The town can easily be covered on foot, but buses run frequently, all the way from the Spanish border to Europa Point (2) at the southern tip. The Upper Rock is a nature reserve on the outside and a complex network of caves and tunnels on the inside.


Gibraltar's small size puts hotel accommodation at a premium, but rates have fallen compared with Spain – and all the prices include English breakfast. Top of the class for colonial grandeur and good views is the Rock Hotel (3) on Europa Road (00 350 73000; www.rockhotelgibraltar.com). Doubles with a sea view start from £100; the penthouse is £295. The four-star Bristol Hotel (4) is centrally located at 10 Cathedral Square (00 350 2007 6800; www.bristolhotel.gi), and has interior-facing twin rooms from £74. Decent budget options are the small and friendly Cannon Hotel (5) at 9 Cannon Lane (00 350 51711; www.cannonhotel.gi), with an excellent location just off Main Street and en-suite doubles for £47; and the Queen's Hotel (6) Boyd St (00 350 200 74000; www.queenshotel.gi) has doubles with bath from £65.


Close to the Queen's Hotel is the base station (7) for the cable car (£8 return) that climbs more than 1,300ft to the top station on the Rock, which, according to the Classical world, was one of the pair of pillars of Hercules. From here you can see three countries and two continents. (Alternatively, you can walk up using the road and the marked footpath.)

Gibraltar is home to Europe's only resident species of monkey: the Barbary apes, which originate in North Africa. As you will constantly be reminded, legend maintains that should they ever die out, British rule over Gibraltar will end. With this superstition in mind, it is rumoured that their numbers have been topped-up secretly on at least one occasion.

Data provided.

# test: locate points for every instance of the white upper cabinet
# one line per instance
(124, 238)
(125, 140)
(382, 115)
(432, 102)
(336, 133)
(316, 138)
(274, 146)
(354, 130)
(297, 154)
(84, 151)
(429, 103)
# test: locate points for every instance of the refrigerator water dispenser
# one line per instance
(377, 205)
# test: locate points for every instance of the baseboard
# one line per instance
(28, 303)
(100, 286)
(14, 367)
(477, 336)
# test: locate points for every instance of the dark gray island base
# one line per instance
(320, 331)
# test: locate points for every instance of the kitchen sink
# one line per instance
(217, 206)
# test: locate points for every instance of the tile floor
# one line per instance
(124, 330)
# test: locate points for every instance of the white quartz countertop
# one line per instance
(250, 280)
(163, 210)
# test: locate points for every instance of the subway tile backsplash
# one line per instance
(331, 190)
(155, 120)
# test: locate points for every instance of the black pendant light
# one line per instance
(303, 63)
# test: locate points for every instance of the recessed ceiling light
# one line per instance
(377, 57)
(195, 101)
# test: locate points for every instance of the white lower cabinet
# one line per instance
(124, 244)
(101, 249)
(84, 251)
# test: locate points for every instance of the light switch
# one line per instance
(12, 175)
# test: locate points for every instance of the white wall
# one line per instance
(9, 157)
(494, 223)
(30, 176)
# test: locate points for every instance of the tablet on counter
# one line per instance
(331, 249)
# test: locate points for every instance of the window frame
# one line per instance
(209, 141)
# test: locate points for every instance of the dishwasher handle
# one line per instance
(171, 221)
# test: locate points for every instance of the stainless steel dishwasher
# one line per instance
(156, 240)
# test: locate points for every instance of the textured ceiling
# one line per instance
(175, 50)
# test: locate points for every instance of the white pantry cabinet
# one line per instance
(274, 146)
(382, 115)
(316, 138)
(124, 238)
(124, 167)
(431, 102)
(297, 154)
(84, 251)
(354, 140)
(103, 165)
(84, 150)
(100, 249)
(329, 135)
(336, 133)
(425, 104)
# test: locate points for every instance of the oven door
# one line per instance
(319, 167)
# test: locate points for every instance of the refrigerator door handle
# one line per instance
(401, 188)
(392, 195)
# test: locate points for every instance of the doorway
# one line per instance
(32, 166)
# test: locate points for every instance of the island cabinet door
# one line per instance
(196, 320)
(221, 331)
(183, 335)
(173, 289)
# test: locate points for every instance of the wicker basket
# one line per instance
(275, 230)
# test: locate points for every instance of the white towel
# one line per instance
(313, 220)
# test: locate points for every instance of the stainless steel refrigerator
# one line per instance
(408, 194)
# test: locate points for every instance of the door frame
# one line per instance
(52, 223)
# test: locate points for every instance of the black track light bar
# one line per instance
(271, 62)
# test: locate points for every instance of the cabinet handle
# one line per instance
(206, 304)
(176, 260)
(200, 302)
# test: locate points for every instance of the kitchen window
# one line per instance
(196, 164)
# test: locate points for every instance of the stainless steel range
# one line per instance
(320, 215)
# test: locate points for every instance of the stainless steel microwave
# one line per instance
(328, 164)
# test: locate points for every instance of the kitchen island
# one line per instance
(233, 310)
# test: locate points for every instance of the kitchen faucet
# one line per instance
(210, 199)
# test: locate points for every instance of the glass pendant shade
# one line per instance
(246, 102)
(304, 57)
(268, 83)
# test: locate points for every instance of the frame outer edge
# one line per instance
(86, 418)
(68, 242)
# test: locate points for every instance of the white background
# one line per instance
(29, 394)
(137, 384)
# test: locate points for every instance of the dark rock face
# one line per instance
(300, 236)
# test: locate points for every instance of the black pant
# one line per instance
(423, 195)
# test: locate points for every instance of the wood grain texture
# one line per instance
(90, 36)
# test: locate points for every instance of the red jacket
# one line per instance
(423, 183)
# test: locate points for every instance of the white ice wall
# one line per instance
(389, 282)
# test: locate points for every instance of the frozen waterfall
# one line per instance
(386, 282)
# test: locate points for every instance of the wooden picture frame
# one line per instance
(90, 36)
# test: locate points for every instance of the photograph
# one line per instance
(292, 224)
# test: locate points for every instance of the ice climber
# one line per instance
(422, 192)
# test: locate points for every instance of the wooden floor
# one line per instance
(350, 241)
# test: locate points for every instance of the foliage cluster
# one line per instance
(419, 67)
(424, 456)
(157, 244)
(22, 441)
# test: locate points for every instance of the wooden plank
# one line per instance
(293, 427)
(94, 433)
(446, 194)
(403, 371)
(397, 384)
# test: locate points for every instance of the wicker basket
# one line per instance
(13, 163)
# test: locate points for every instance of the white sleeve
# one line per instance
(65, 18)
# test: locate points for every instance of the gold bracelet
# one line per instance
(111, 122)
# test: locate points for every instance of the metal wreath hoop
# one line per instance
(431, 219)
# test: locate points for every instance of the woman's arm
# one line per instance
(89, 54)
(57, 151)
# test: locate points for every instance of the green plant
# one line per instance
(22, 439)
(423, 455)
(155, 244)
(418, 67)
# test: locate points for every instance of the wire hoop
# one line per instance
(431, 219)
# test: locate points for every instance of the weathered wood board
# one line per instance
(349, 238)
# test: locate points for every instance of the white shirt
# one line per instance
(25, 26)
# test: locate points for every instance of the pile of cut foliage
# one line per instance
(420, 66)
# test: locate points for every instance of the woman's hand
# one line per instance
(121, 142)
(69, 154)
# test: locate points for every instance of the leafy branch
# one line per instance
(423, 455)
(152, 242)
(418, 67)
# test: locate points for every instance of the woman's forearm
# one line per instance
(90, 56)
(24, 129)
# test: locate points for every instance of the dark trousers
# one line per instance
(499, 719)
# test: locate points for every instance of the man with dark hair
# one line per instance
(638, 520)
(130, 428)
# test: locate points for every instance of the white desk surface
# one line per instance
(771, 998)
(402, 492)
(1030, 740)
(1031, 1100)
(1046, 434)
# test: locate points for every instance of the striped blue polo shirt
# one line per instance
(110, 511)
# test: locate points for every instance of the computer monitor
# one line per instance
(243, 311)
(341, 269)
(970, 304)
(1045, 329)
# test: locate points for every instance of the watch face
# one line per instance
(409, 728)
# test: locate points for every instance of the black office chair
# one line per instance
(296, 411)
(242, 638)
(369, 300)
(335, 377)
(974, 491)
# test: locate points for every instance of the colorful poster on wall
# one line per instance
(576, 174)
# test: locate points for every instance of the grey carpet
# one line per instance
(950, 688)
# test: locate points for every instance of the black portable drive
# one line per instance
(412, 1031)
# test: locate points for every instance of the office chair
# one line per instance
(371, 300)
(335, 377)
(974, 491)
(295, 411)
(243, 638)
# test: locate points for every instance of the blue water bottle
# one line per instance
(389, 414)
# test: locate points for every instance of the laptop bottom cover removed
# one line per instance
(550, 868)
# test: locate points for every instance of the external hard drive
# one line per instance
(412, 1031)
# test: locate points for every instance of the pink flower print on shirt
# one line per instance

Tasks to carry out.
1. In the Gibraltar travel text, why is it rumored that the Barbary ape numbers have been secretly topped up?
2. Quote the records from the line with "# test: locate points for every instance of the black office" through the end of the records, both ends included.

Exercise solutions.
1. Legend holds that if the Barbary apes ever die out, British rule over Gibraltar will end. The rumored secret top-up was made with this superstition in mind.

2.
# test: locate points for every instance of the black office chair
# one line per instance
(296, 411)
(242, 638)
(369, 300)
(335, 377)
(974, 491)
# test: locate points for every instance of the colorful poster on wall
# one line per instance
(576, 174)
# test: locate points for every instance of the grey carpet
# one line per instance
(950, 688)
# test: locate points for every instance of the black portable drive
# one line per instance
(412, 1031)
# test: locate points for every instance of the office chair
# one line per instance
(371, 300)
(335, 377)
(974, 491)
(295, 411)
(243, 638)
# test: locate points for every instance of the blue water bottle
# one line per instance
(389, 414)
# test: locate points for every instance of the laptop bottom cover removed
# one line per instance
(550, 868)
# test: locate points for every instance of the external hard drive
# one line per instance
(412, 1031)
# test: locate points for every instance of the pink flower print on shirt
# one line per instance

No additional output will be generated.